## GOAL
Rewrite the part of the Turok comic recap between "Our story begins" and "palm leaves, surely.", inclusive, changing every "pteranodon" to "pterosaur".

[SELECTED EXCERPT start]

Dinosaur Hunter Diaries #091: Flight Into Fear

Monday, December 7, 2020 at 8:00 am Comments Off on Dinosaur Hunter Diaries #091: Flight Into Fear

Turok: Son of Stone #49


The Wright brothers were chumps. Why make planes when temperamental pteranodons are the future of aviation?


Our story begins in medias res as Turok and Andar catch a ride on a pteranodon, ostensibly to find a way out of Lost Valley, but they’re going on a trip all right — down that t-rex’s gullet! This scene doesn’t even take place exactly as depicted, but it makes for a good opening, don’t it. How do our heroes even get into a situation like this?


Exactly how you’d imagine, more or less. There’s an upward current facing one of the cliffs, and Turok’s got a mad notion that by capturing a newly-hatched pteranodon and building its strength, they can use it to carry them both from this cursed domain! Because it’s easier to do that than build an airship out of palm leaves, surely.


The little pecker’s a fussy little thing, only demanding the finest wining and dining, and trying to leg it at every opportunity out of its cage… but they keep at it, raising the little blighter until it’s a full-sized man-carrying beast. They even paint its beak to mark it as their own, though at no point do they give the creature a name. I’m disappointed in you, Andar. Even a rubbish one like “Wingy” would suffice.


Today’s the day! They’ve got a good current for gliding, and the three of them set out for new ventures. The creature takes them to heights thought unimaginable, and only once does it nearly plunge them into certain doom. The problem comes when they try to steer the thing, but through some uncomfortably gymnastics they can guide the beast towards the cliff just as their grip begins to wear out.



Unfortunately, they’ve only plopped themselves at the foot of an even higher cliff! The wind is too wild for even pteranodons to set foot, so they’re forced to trek it alone. They lost most of their arrows in the process, leaving them ill-equipped to fend off a herd of stampeding styracosaurus! The beasts don’t come with brakes, sadly, and would sooner plunge off the side of a cliff than assess their priorities.



Without weapons, the pair are forced to high-tail it from everything else they encounter and hope “this town ain’t big enough for the two of us” syndrome is enough to pit them against each other. And when that fails, they have to count on the thing killing itself in its overeagerness. That’s an unfortunate trend in the Lost Valley, isn’t it…?

[SELECTED EXCERPT end]
[DATA SUPPLIED start]

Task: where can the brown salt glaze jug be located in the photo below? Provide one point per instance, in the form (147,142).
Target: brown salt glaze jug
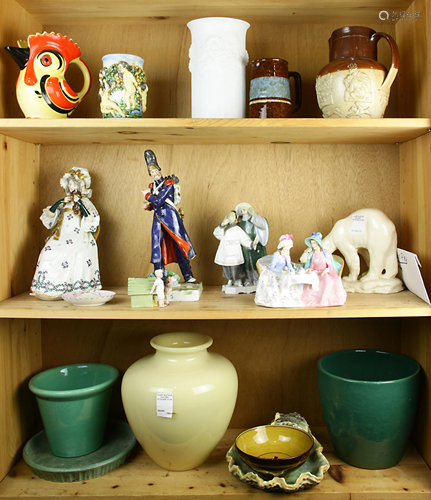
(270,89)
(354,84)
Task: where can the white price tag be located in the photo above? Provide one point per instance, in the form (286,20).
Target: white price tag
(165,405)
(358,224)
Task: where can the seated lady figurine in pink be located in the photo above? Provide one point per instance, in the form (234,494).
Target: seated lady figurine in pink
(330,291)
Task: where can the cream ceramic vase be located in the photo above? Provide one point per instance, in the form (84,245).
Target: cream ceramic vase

[DATA SUPPLIED end]

## WRITTEN ANSWER
Our story begins in medias res as Turok and Andar catch a ride on a pterosaur, ostensibly to find a way out of Lost Valley, but they’re going on a trip all right — down that t-rex’s gullet! This scene doesn’t even take place exactly as depicted, but it makes for a good opening, don’t it. How do our heroes even get into a situation like this?


Exactly how you’d imagine, more or less. There’s an upward current facing one of the cliffs, and Turok’s got a mad notion that by capturing a newly-hatched pterosaur and building its strength, they can use it to carry them both from this cursed domain! Because it’s easier to do that than build an airship out of palm leaves, surely.